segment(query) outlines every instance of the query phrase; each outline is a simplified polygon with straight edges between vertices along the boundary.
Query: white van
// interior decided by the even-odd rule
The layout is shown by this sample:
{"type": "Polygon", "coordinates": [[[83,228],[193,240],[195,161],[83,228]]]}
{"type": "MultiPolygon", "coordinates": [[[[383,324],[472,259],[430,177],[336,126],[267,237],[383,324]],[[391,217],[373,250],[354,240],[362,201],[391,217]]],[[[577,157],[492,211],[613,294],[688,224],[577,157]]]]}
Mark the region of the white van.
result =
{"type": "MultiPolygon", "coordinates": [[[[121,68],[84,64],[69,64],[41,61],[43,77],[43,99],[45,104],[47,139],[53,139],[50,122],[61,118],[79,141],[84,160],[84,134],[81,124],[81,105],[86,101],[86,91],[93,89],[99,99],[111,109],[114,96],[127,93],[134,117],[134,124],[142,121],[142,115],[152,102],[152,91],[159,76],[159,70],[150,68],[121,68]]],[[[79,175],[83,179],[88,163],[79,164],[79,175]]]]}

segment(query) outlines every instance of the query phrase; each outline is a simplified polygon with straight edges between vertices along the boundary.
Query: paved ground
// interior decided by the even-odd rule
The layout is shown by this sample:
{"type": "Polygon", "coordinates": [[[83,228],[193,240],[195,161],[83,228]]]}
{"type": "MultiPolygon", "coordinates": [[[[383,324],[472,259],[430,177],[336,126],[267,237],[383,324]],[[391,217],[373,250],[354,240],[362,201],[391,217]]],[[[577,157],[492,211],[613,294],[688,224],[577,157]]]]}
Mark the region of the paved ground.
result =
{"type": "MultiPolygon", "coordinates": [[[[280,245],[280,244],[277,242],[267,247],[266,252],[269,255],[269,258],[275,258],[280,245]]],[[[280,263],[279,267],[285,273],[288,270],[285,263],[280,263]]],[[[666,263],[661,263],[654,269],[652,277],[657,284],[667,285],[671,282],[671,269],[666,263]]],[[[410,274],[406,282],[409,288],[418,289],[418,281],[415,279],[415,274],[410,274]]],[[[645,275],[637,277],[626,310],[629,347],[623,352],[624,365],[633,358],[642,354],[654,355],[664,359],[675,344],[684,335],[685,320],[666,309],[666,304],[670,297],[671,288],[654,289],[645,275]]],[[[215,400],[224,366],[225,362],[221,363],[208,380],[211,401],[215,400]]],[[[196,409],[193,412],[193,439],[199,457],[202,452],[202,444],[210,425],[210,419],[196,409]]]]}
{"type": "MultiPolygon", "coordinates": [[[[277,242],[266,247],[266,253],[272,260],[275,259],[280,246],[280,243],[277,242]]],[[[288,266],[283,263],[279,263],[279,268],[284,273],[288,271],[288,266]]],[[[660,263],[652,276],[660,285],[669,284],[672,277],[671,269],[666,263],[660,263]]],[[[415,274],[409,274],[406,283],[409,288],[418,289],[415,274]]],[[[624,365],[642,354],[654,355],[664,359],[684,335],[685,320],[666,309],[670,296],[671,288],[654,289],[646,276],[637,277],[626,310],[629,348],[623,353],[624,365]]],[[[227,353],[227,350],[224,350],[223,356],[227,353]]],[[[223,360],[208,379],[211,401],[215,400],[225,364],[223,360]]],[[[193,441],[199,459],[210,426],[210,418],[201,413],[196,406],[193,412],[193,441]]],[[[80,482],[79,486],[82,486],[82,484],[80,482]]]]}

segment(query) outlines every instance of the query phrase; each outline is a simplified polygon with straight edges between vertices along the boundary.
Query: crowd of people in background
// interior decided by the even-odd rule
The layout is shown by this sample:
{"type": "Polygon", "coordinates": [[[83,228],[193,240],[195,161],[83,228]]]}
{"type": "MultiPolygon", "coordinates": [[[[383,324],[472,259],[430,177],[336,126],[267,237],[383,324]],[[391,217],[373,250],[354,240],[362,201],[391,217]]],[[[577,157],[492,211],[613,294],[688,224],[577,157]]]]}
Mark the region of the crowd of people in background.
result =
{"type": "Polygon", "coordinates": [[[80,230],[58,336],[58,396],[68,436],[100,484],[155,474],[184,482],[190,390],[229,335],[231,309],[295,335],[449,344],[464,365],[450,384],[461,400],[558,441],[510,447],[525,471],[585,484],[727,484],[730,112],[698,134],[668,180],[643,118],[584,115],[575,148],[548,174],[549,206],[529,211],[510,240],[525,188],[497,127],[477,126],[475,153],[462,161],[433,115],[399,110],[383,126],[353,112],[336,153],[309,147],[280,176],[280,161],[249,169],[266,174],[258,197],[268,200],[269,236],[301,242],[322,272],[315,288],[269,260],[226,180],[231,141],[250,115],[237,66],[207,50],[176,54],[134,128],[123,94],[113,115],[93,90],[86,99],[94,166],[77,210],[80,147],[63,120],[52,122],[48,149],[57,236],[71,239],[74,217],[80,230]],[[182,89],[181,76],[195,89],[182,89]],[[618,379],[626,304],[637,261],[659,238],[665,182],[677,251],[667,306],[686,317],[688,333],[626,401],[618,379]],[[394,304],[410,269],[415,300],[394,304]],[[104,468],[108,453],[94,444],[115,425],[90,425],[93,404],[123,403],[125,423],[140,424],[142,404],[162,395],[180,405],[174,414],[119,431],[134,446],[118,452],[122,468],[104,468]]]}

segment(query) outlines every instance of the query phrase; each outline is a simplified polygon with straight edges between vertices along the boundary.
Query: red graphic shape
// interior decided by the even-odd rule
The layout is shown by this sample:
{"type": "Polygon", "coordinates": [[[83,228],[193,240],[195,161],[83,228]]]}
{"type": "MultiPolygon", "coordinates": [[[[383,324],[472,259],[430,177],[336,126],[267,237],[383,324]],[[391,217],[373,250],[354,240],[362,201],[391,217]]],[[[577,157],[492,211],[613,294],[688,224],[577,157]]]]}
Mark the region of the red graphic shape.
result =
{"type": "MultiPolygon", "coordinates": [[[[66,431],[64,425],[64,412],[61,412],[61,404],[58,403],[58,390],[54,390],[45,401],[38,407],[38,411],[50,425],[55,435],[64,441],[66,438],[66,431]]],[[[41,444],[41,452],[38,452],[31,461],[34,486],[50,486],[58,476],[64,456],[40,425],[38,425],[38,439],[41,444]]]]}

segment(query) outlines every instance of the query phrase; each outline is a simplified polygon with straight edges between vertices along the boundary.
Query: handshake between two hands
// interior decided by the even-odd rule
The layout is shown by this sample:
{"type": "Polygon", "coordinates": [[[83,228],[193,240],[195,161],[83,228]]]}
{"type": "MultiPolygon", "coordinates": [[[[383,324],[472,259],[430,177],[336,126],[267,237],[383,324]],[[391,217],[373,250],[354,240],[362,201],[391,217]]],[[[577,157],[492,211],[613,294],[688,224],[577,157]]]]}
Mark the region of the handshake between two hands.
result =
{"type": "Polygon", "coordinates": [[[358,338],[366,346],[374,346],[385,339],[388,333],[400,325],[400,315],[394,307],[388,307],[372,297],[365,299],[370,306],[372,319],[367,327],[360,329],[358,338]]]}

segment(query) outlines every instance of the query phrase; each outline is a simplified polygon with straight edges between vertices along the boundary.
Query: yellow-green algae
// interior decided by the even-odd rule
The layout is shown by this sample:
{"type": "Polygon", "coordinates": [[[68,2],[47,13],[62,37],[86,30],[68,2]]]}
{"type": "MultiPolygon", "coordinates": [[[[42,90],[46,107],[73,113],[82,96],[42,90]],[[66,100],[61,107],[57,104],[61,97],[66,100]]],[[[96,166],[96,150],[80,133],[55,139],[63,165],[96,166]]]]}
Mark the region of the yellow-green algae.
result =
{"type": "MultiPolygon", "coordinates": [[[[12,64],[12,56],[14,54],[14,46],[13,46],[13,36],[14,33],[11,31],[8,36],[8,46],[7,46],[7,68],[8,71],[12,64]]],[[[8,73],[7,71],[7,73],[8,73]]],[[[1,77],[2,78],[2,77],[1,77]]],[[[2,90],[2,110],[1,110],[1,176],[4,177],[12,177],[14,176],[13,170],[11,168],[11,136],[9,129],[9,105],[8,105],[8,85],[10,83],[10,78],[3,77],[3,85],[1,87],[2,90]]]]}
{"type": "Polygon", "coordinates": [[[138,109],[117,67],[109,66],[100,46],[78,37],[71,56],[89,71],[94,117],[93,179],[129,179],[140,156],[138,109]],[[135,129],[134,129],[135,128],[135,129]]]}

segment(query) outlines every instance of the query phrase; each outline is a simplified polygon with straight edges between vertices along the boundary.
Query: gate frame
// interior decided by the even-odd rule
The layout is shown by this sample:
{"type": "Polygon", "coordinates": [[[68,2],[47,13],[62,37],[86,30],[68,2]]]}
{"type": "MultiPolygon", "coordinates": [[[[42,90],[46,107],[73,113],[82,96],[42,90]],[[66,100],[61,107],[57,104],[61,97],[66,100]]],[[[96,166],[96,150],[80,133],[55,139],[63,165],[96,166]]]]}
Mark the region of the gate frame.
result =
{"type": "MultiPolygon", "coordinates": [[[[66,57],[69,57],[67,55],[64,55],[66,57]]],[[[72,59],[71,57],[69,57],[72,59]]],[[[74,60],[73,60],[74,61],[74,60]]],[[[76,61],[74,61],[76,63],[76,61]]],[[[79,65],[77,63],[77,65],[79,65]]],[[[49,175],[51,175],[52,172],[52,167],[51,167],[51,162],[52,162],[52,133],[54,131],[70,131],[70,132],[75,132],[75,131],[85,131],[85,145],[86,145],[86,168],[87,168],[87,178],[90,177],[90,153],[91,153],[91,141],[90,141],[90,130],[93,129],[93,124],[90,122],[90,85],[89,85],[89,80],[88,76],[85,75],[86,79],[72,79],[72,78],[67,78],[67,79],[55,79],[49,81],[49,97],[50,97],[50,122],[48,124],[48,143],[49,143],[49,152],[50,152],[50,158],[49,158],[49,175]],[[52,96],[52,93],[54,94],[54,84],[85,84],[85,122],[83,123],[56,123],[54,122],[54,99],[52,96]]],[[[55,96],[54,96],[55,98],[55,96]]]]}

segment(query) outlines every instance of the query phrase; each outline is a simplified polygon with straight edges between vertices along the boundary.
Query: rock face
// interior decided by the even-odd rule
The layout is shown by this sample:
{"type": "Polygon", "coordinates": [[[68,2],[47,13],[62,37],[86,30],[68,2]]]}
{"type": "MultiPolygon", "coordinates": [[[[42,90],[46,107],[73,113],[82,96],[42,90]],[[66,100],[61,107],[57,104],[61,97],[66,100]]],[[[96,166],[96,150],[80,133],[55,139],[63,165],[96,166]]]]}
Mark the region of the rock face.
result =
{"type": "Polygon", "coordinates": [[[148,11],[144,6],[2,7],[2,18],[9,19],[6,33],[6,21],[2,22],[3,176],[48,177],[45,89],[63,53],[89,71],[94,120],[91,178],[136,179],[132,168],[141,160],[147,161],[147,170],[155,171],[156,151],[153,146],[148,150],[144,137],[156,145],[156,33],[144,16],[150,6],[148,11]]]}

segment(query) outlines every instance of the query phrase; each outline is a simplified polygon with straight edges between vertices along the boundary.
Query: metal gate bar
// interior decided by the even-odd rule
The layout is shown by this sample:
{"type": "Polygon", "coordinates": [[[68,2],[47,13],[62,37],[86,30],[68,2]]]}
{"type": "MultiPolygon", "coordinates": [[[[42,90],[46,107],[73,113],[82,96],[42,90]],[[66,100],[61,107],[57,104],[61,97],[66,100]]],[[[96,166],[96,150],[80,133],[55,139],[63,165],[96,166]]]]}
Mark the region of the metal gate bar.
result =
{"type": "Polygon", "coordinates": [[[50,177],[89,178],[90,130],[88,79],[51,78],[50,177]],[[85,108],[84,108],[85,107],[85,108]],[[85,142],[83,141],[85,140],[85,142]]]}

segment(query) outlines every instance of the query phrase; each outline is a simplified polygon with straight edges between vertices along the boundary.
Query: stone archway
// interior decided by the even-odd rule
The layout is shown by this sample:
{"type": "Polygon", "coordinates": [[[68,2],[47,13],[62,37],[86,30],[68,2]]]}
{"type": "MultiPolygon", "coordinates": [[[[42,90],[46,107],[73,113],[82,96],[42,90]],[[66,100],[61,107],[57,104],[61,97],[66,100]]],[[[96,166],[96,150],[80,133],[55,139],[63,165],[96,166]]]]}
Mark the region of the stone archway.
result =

•••

WHAT TO WORK ON:
Pick out each line in the records above that contains the string "graphic", and copy those lines.

SOLUTION FOR THIS PROBLEM:
Query: red graphic shape
Mark the region of the red graphic shape.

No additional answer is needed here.